Referring expression pointing data:
%%
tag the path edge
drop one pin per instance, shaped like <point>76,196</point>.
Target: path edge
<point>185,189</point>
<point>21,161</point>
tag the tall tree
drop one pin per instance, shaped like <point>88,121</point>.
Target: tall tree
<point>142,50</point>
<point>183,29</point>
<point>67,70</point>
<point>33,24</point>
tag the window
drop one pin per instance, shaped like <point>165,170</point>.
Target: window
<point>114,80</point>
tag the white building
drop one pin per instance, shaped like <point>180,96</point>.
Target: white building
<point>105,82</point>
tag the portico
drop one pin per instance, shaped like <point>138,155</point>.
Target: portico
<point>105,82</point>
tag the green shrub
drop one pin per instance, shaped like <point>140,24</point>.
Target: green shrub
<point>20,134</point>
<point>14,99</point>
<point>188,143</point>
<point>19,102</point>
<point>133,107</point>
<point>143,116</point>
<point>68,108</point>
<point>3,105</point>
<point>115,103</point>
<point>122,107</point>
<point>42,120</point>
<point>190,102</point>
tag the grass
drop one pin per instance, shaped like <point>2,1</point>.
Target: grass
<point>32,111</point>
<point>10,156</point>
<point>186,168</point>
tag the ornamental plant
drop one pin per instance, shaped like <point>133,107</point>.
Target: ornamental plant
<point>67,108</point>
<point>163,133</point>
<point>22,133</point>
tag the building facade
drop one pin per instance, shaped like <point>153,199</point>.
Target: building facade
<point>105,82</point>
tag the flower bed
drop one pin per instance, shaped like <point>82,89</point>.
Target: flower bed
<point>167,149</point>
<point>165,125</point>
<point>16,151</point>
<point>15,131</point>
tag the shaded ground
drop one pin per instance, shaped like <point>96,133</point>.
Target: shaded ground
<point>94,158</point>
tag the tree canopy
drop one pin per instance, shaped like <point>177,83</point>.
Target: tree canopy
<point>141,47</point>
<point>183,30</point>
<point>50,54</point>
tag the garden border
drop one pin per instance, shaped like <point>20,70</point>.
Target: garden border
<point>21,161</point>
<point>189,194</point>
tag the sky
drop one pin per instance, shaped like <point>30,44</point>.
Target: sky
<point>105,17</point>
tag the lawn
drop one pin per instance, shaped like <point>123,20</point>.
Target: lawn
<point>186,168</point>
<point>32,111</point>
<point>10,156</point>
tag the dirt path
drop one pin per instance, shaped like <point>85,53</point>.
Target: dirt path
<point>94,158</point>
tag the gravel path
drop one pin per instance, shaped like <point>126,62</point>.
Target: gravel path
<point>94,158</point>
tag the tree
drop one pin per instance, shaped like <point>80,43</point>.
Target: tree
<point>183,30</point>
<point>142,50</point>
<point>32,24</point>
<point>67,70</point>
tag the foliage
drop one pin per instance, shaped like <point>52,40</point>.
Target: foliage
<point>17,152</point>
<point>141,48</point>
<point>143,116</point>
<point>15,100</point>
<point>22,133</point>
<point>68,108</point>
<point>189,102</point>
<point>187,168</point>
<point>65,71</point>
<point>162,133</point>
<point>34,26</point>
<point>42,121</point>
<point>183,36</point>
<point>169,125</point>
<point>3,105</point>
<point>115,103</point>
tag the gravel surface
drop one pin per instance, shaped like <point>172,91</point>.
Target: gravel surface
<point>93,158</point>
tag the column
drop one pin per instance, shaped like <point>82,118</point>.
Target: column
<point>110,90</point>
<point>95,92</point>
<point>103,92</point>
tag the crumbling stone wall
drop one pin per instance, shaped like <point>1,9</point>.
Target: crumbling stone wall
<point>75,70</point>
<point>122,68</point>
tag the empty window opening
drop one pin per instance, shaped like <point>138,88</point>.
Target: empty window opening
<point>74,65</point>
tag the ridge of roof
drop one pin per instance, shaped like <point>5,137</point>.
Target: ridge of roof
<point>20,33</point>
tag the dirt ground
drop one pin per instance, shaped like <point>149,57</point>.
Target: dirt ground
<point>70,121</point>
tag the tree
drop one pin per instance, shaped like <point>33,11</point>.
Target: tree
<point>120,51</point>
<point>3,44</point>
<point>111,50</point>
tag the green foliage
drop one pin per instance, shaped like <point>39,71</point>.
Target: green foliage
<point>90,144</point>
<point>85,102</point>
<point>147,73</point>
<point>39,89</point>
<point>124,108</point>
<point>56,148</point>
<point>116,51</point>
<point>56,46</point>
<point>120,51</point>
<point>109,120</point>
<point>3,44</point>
%%
REQUIREMENT -> Restate the records above exactly.

RESPONSE ->
tag the path edge
drop one pin per instance, shaped like <point>76,196</point>.
Target: path edge
<point>185,189</point>
<point>21,161</point>
tag the tall tree
drop one pin per instance, shaped like <point>88,121</point>.
Target: tall tree
<point>142,50</point>
<point>183,29</point>
<point>67,70</point>
<point>33,24</point>
tag the window
drop one pin per instance, shaped like <point>165,170</point>.
Target: window
<point>114,80</point>
tag the white building
drop one pin per instance, shaped like <point>180,96</point>.
Target: white building
<point>105,82</point>
tag the portico
drop one pin per instance, shaped like <point>138,155</point>.
Target: portico
<point>105,82</point>
tag the green shrub
drop one pin per instance, shaped like <point>140,24</point>.
Target: green shrub
<point>20,134</point>
<point>14,99</point>
<point>188,143</point>
<point>19,102</point>
<point>133,107</point>
<point>143,116</point>
<point>68,108</point>
<point>3,105</point>
<point>115,103</point>
<point>122,107</point>
<point>42,120</point>
<point>190,102</point>
tag the grass
drop one pin per instance, shaped like <point>2,1</point>.
Target: grass
<point>32,111</point>
<point>10,156</point>
<point>186,168</point>
tag the ornamental plant
drop one pin per instance, shaped like <point>133,107</point>.
Target: ornamental plant
<point>67,108</point>
<point>163,133</point>
<point>22,133</point>
tag the building facade
drop one pin per instance, shaped like <point>153,199</point>.
Target: building facade
<point>105,82</point>
tag the flower bed
drop one pin per instance, shaped like <point>82,89</point>.
Target: flower bed
<point>167,149</point>
<point>165,125</point>
<point>16,151</point>
<point>15,131</point>
tag the shaded ground
drop one pin per instance, shaped like <point>96,133</point>.
Target: shaded ground
<point>94,158</point>
tag the tree canopy
drop one pin per instance, shaped like <point>177,83</point>.
Target: tree canopy
<point>141,47</point>
<point>183,30</point>
<point>50,54</point>
tag the garden border
drop one pin per instance, shaped like <point>20,70</point>.
Target: garden border
<point>21,161</point>
<point>189,194</point>
tag the sky
drop one pin per instance, shaped like <point>30,44</point>.
Target: sky
<point>105,17</point>
tag the lawn
drop one pin per instance, shaped like <point>123,20</point>.
Target: lawn
<point>186,168</point>
<point>32,111</point>
<point>10,156</point>
tag the dirt path
drop one pin per instance, shaped like <point>85,53</point>.
Target: dirt path
<point>94,158</point>
tag the gravel path
drop one pin per instance, shaped like <point>126,62</point>.
Target: gravel path
<point>94,158</point>
tag the tree
drop one pin per instance, shaped like <point>80,43</point>.
Target: tree
<point>183,30</point>
<point>142,50</point>
<point>32,24</point>
<point>67,70</point>
tag the foliage
drop one pin per instance, shaped like <point>52,40</point>.
Target: foliage
<point>17,152</point>
<point>141,48</point>
<point>143,116</point>
<point>15,100</point>
<point>22,133</point>
<point>68,108</point>
<point>189,102</point>
<point>187,168</point>
<point>65,71</point>
<point>162,133</point>
<point>34,26</point>
<point>42,121</point>
<point>183,36</point>
<point>169,125</point>
<point>3,105</point>
<point>115,103</point>
tag the gravel surface
drop one pin per instance, shaped like <point>172,91</point>.
Target: gravel surface
<point>93,158</point>
tag the column
drop one pin per instance, shaped like <point>82,118</point>.
Target: column
<point>110,90</point>
<point>95,92</point>
<point>103,92</point>
tag the crumbling stone wall
drop one pin per instance, shaped like <point>1,9</point>.
Target: crumbling stone wall
<point>75,70</point>
<point>122,68</point>
tag the empty window opening
drop one pin per instance, shaped like <point>138,88</point>.
Target: empty window opening
<point>74,65</point>
tag the ridge of roof
drop one pin per instance, shaped like <point>5,137</point>.
Target: ridge of roof
<point>20,33</point>
tag the dirt ground
drop one pin per instance, shaped like <point>149,57</point>.
Target: dirt ground
<point>70,121</point>
tag the tree
drop one pin per instance, shaped like <point>33,11</point>.
Target: tree
<point>120,51</point>
<point>3,44</point>
<point>111,50</point>
tag the green foliage
drop one pin per instance, shaped like <point>39,71</point>.
Target: green foliage
<point>90,144</point>
<point>85,102</point>
<point>147,73</point>
<point>39,89</point>
<point>124,108</point>
<point>56,148</point>
<point>116,51</point>
<point>56,46</point>
<point>120,51</point>
<point>109,120</point>
<point>3,44</point>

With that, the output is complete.